** Start Task data **
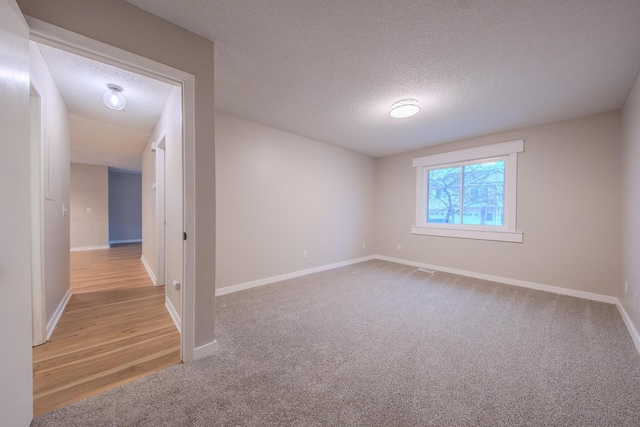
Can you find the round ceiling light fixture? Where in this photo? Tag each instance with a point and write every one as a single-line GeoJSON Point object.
{"type": "Point", "coordinates": [404, 108]}
{"type": "Point", "coordinates": [113, 98]}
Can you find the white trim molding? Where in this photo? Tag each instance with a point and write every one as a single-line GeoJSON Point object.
{"type": "Point", "coordinates": [119, 242]}
{"type": "Point", "coordinates": [51, 35]}
{"type": "Point", "coordinates": [174, 314]}
{"type": "Point", "coordinates": [506, 152]}
{"type": "Point", "coordinates": [629, 324]}
{"type": "Point", "coordinates": [53, 322]}
{"type": "Point", "coordinates": [280, 278]}
{"type": "Point", "coordinates": [505, 280]}
{"type": "Point", "coordinates": [205, 350]}
{"type": "Point", "coordinates": [149, 270]}
{"type": "Point", "coordinates": [89, 248]}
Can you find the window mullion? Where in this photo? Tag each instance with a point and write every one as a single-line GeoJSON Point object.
{"type": "Point", "coordinates": [461, 194]}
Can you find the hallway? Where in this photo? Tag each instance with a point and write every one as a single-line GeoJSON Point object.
{"type": "Point", "coordinates": [114, 329]}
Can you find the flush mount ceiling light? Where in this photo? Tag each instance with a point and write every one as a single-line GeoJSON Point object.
{"type": "Point", "coordinates": [113, 98]}
{"type": "Point", "coordinates": [404, 108]}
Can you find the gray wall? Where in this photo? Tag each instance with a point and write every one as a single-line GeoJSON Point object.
** End Task data **
#### [Work to do]
All preceding records should be duplicated verbatim, images excepted.

#### [Problem solution]
Can you find the round ceiling light fixture? Where in this photo? Tag each instance with a point and write every one as a single-line GeoJSON Point object.
{"type": "Point", "coordinates": [404, 108]}
{"type": "Point", "coordinates": [113, 98]}
Can you find the white trim molding? Where in this photo? Tag each instance with a point and write every one as a single-line GeoJSON Point object.
{"type": "Point", "coordinates": [119, 242]}
{"type": "Point", "coordinates": [51, 35]}
{"type": "Point", "coordinates": [174, 314]}
{"type": "Point", "coordinates": [506, 152]}
{"type": "Point", "coordinates": [629, 324]}
{"type": "Point", "coordinates": [53, 322]}
{"type": "Point", "coordinates": [280, 278]}
{"type": "Point", "coordinates": [505, 280]}
{"type": "Point", "coordinates": [205, 350]}
{"type": "Point", "coordinates": [149, 270]}
{"type": "Point", "coordinates": [89, 248]}
Can you find the window mullion? Where in this photo? Tag each instance with a point and write every one as a single-line GeoJSON Point object.
{"type": "Point", "coordinates": [461, 194]}
Can you find the hallway? Where in this photo? Tag each instance with a point and write every one as a single-line GeoJSON Point object.
{"type": "Point", "coordinates": [114, 329]}
Can you find the flush mount ceiling light? Where in this photo? Tag each instance with a point and write every one as a single-line GeoJSON Point object.
{"type": "Point", "coordinates": [113, 98]}
{"type": "Point", "coordinates": [404, 108]}
Can you find the gray wall? Where in this photo? Tag each instance with a point and write every one as a single-line GeoJSON Point object.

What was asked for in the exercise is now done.